>>

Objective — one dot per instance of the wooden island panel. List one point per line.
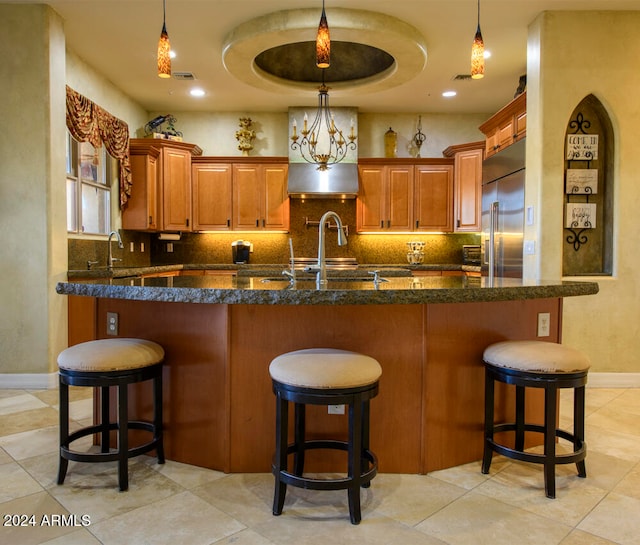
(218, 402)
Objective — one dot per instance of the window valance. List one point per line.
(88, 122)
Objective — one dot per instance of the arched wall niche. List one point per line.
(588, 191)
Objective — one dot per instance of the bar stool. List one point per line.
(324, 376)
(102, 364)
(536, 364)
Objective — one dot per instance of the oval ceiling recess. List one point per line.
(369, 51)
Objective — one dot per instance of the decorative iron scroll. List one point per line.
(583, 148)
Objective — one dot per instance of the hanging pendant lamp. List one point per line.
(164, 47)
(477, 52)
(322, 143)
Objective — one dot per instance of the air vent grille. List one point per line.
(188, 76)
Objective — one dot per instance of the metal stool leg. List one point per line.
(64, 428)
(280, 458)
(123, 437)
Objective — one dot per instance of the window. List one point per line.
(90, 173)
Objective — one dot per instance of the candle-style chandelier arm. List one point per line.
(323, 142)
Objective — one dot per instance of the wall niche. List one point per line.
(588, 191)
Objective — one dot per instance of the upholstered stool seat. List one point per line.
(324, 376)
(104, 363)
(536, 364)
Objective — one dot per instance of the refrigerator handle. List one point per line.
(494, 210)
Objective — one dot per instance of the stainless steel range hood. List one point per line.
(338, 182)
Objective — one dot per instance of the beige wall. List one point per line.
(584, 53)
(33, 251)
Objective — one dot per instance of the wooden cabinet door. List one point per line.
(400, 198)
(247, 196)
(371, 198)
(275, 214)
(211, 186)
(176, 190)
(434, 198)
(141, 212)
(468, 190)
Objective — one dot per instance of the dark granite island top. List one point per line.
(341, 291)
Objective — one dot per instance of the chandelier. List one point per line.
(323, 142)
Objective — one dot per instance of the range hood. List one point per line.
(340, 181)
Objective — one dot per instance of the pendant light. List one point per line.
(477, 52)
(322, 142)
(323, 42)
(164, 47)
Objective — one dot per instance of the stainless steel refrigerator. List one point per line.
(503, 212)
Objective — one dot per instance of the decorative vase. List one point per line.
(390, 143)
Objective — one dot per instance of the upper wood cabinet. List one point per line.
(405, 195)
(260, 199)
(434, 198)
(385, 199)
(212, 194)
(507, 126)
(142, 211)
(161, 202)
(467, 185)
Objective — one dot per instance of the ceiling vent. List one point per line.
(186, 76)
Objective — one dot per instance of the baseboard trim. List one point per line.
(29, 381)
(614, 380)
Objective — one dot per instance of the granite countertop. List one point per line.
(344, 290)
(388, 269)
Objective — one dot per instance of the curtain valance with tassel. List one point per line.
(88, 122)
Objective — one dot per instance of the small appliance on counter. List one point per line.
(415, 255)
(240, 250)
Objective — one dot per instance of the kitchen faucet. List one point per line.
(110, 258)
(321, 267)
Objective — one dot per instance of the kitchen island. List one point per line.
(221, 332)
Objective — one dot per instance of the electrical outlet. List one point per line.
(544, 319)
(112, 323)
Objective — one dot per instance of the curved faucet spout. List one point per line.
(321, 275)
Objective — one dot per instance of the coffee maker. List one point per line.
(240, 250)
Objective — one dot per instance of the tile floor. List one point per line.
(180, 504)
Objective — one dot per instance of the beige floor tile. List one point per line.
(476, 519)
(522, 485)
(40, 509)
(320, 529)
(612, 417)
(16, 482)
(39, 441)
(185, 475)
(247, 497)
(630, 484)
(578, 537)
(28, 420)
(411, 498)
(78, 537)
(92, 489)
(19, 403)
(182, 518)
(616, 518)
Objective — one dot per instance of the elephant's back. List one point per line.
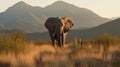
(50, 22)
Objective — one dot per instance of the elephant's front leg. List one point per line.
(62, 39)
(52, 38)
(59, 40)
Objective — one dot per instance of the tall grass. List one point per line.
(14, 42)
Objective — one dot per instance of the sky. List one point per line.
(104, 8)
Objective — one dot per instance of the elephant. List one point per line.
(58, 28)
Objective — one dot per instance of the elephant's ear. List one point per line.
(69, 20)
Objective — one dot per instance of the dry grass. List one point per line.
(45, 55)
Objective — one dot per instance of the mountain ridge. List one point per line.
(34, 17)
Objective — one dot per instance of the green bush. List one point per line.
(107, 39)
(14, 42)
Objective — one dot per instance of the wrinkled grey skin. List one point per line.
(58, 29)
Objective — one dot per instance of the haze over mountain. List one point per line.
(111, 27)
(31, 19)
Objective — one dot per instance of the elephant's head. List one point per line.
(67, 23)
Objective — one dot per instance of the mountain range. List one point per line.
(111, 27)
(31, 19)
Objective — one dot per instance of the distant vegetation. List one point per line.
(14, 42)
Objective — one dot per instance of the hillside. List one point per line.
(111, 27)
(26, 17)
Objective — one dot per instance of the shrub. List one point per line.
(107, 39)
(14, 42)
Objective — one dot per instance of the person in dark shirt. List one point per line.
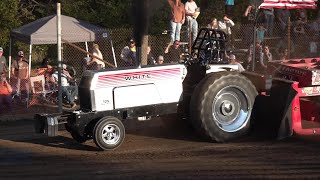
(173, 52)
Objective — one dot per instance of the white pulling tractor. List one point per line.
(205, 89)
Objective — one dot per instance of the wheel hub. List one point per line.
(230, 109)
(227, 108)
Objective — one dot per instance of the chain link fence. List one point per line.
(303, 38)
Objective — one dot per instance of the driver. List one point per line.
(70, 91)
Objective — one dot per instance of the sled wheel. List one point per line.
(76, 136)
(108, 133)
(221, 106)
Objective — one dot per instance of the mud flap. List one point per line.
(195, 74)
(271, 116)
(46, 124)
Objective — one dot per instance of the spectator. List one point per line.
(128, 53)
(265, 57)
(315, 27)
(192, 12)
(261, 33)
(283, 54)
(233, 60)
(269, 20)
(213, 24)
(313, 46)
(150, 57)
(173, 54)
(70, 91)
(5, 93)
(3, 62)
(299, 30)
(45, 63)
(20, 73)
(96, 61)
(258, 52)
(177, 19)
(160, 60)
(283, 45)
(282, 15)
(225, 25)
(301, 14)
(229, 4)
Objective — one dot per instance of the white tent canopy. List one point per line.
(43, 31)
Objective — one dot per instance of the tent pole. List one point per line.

<<

● Goal:
Can you reproduce every line of the records above verbatim, leaving the pictures out?

● The answer:
Objective — one dot per instance of the wooden island panel. List one point per line.
(218, 402)
Objective — one dot per instance of the window valance. List one point per line.
(88, 122)
Objective — one dot per instance of the arched wall niche. List one point per line.
(588, 191)
Objective — one dot per instance of the bar stool. List one point per line.
(324, 376)
(102, 364)
(536, 364)
Objective — one dot per instance of the oval ceiling recess. List one point per line.
(369, 51)
Objective — one dot per instance of the decorative iron scroll. List one point per line.
(583, 148)
Objective — one dot per instance of the hanging pendant lamp. List one point per line.
(164, 47)
(477, 52)
(322, 143)
Objective — one dot per instance of the air vent grille. List one point per line.
(188, 76)
Objective — one dot per instance of the metal stool leg. List one point per line.
(64, 428)
(280, 458)
(123, 437)
Objective — one dot per instance of the window. List one point per line.
(90, 173)
Objective — one dot per instance of the candle-style chandelier arm. List one point per line.
(323, 142)
Objective — one dot per instance of the wall niche. List one point per line.
(588, 191)
Objective — one dot per instance of the upholstered stool seat. List one point per line.
(324, 376)
(104, 363)
(536, 364)
Objective — one dot per instance of the refrigerator handle. List one point per line.
(494, 210)
Objective — one dot per instance of the stainless steel range hood. List one point per line.
(338, 182)
Objective — one dot per instance of the beige wall. List one point per line.
(584, 53)
(33, 251)
Objective — one dot per instance of the wooden cabinet door. List one point per line.
(400, 198)
(247, 196)
(371, 198)
(275, 214)
(211, 186)
(176, 190)
(434, 198)
(141, 212)
(468, 190)
Objective — one dot per instance of the dark granite island top. List one point per line.
(341, 291)
Objective — one dot per instance of the chandelier. List one point per line.
(323, 142)
Objective — one dot per instance of the range hood. List one point per line.
(340, 181)
Objective — one dot per instance of the pendant light. List one point per line.
(477, 52)
(322, 142)
(323, 42)
(164, 47)
Objective — one dot per instance of the stainless steel refrigerator. List one point per line.
(503, 212)
Objective — one dot per instance of the decorative vase. List one point per line.
(390, 143)
Objective — one dot per instance of the upper wood cabinet. List one point per line.
(405, 195)
(260, 199)
(434, 198)
(385, 199)
(212, 194)
(507, 126)
(142, 211)
(161, 202)
(467, 185)
Objective — one dot per instance of the ceiling vent. List one point per line.
(186, 76)
Objective — one dot per instance of the baseboard trim. List one point per line.
(29, 381)
(614, 380)
Objective — one dot per instance of the granite countertop. List one point per line.
(344, 290)
(388, 269)
Objective — one dot per instance of the curtain valance with tassel. List one point per line.
(88, 122)
Objective — one dot per instance of the small appliance on counter. List one point per line.
(415, 255)
(240, 250)
Objective — one dot per instance of the kitchen faucet. List one point per line.
(110, 258)
(321, 267)
Objective — one dot per instance of the kitchen island. List one point per line.
(221, 332)
Objective — one dot per instance of the electrical outlet. List one point per line.
(544, 319)
(112, 323)
Objective — one dot per instance of the curved faucet spout. List one point per line.
(321, 275)
Objective — one dot per instance of the coffee maker. List one point per line.
(240, 250)
Objective — one dot per instance of the tile floor. List one point per line.
(180, 504)
Objective — one dot per instance of the beige floor tile. List one point per line.
(476, 519)
(522, 485)
(40, 509)
(320, 529)
(612, 417)
(16, 482)
(39, 441)
(185, 475)
(247, 497)
(630, 484)
(578, 537)
(28, 420)
(411, 498)
(78, 537)
(92, 489)
(19, 403)
(182, 518)
(616, 518)
Objective — one dot per instance of the elephant's back. List one point per line.
(50, 22)
Objective — one dot per instance of the elephant's front leg. List one point per line.
(62, 39)
(52, 38)
(59, 40)
Objective — one dot per instance of the tall grass. List one point per line.
(14, 42)
Objective — one dot per instance of the sky. List one point per line.
(104, 8)
Objective — one dot per instance of the elephant. List one point per line.
(58, 28)
Objective — one dot per instance of the elephant's ear. List one point per line.
(69, 20)
Objective — one dot per instance of the dry grass. List one point per line.
(45, 55)
Objective — one dot per instance of the mountain ridge. List one point per line.
(34, 17)
Objective — one dot per instance of the green bush. List one point per line.
(107, 39)
(14, 42)
Objective — one dot per instance of the wrinkled grey skin. List one point per line.
(58, 29)
Objective — one dot per instance of the haze over mountain. List one point per line.
(111, 27)
(31, 19)
Objective — one dot per instance of the elephant's head. List one point per line.
(67, 23)
Objective — one dot per instance of the mountain range. List one point per line.
(111, 27)
(31, 19)
Objective — one dot per instance of the distant vegetation. List one point per line.
(14, 42)
Objective — one dot per instance of the hillside. List one point per line.
(111, 27)
(26, 17)
Objective — one dot per instance of the shrub. List one point per line.
(107, 39)
(14, 42)
Objective — one dot per instance of the person in dark shirt. List one point per line.
(173, 52)
Objective — one dot per instance of the white pulling tractor. List one point per line.
(205, 89)
Objective — one dot per instance of the wheel hub. List one point per line.
(230, 109)
(227, 108)
Objective — one dot per instance of the chain link fence. List one point per line.
(303, 38)
Objective — one dot per instance of the driver. List one point per line.
(70, 91)
Objective — one dot per instance of the sled wheel. List one point per line.
(76, 136)
(108, 133)
(221, 106)
Objective — one dot per instance of the mud flap. List one point per line.
(195, 74)
(271, 116)
(46, 124)
Objective — one dot per instance of the spectator. List one point per line.
(128, 53)
(265, 57)
(315, 27)
(192, 12)
(261, 33)
(283, 54)
(233, 60)
(269, 20)
(213, 24)
(313, 46)
(150, 57)
(173, 54)
(70, 91)
(5, 93)
(3, 62)
(299, 30)
(45, 63)
(20, 73)
(96, 61)
(258, 52)
(177, 19)
(160, 60)
(283, 45)
(282, 15)
(225, 25)
(301, 14)
(229, 4)
Objective — one dot per instance of the white tent canopy. List one point per line.
(43, 31)
Objective — one dot per instance of the tent pole. List one point per line.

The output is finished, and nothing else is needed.